▶ _What you should do_:
Set down the entries exactly as they appear, apart from the images, which stay out.

▶ _Stored items_:
·····

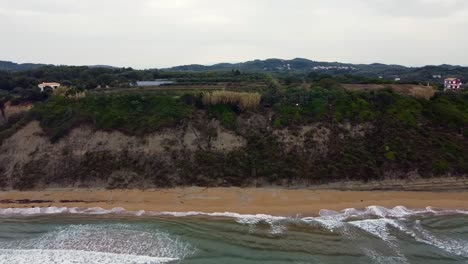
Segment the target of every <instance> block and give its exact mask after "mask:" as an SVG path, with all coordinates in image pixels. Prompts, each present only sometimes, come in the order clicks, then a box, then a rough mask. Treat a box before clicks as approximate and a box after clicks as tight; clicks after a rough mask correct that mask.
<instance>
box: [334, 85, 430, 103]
mask: <svg viewBox="0 0 468 264" xmlns="http://www.w3.org/2000/svg"><path fill="white" fill-rule="evenodd" d="M342 86H343V87H344V88H345V89H346V90H349V91H376V90H384V89H391V90H393V91H395V92H397V93H399V94H404V95H409V96H413V97H416V98H422V99H427V100H429V99H431V98H432V97H433V96H434V95H435V93H436V89H435V88H434V87H432V86H424V85H415V84H343V85H342Z"/></svg>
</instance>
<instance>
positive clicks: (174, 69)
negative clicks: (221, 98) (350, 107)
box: [0, 58, 468, 82]
mask: <svg viewBox="0 0 468 264" xmlns="http://www.w3.org/2000/svg"><path fill="white" fill-rule="evenodd" d="M42 66H45V64H32V63H26V64H17V63H13V62H5V61H0V70H6V71H22V70H30V69H36V68H39V67H42ZM89 67H99V68H114V67H112V66H107V65H95V66H89ZM162 70H165V71H178V72H204V71H231V70H239V71H242V72H270V73H279V74H286V73H310V72H316V73H319V74H330V75H343V74H352V75H359V76H365V77H369V78H384V79H390V80H393V79H401V81H420V82H427V81H430V80H434V79H443V78H445V77H457V78H462V79H463V80H464V81H465V82H466V81H468V67H463V66H457V65H446V64H444V65H438V66H424V67H406V66H402V65H391V64H390V65H389V64H381V63H373V64H350V63H340V62H320V61H313V60H308V59H302V58H296V59H292V60H282V59H267V60H254V61H247V62H242V63H219V64H214V65H210V66H206V65H199V64H192V65H183V66H176V67H172V68H166V69H162Z"/></svg>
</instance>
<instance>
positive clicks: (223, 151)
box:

·····

▶ _Answer for this exercise_:
Segment the target of every <instance> block and give its exact mask after "mask:" as an SVG path, with all coordinates in image pixels. Prompts, each present only sometimes, come in the order clicks, then a box, then a rough mask. Treat a box before clicks as approximate and a box after clicks as tight; clicks after a rough mask correct that mask.
<instance>
box: [334, 85, 430, 103]
mask: <svg viewBox="0 0 468 264" xmlns="http://www.w3.org/2000/svg"><path fill="white" fill-rule="evenodd" d="M342 86H343V87H344V88H345V89H346V90H349V91H376V90H384V89H391V90H393V91H395V92H397V93H399V94H404V95H409V96H413V97H416V98H422V99H427V100H429V99H431V98H432V97H433V96H434V95H435V93H436V89H435V88H434V87H432V86H424V85H415V84H343V85H342Z"/></svg>
</instance>
<instance>
positive clicks: (174, 69)
negative clicks: (221, 98) (350, 107)
box: [0, 58, 468, 82]
mask: <svg viewBox="0 0 468 264" xmlns="http://www.w3.org/2000/svg"><path fill="white" fill-rule="evenodd" d="M42 66H45V64H32V63H26V64H17V63H13V62H5V61H0V70H6V71H22V70H30V69H36V68H39V67H42ZM89 67H99V68H114V67H112V66H107V65H95V66H89ZM162 70H165V71H178V72H204V71H231V70H239V71H242V72H270V73H279V74H286V73H310V72H316V73H319V74H330V75H343V74H352V75H359V76H365V77H369V78H384V79H390V80H393V79H401V81H420V82H427V81H430V80H434V79H443V78H445V77H457V78H462V79H463V80H464V81H465V82H466V81H468V67H463V66H457V65H446V64H444V65H438V66H424V67H406V66H402V65H391V64H390V65H389V64H381V63H373V64H350V63H340V62H320V61H313V60H308V59H302V58H296V59H292V60H282V59H267V60H254V61H247V62H242V63H219V64H214V65H210V66H206V65H199V64H192V65H183V66H176V67H172V68H166V69H162Z"/></svg>
</instance>
<instance>
positive clicks: (223, 151)
box:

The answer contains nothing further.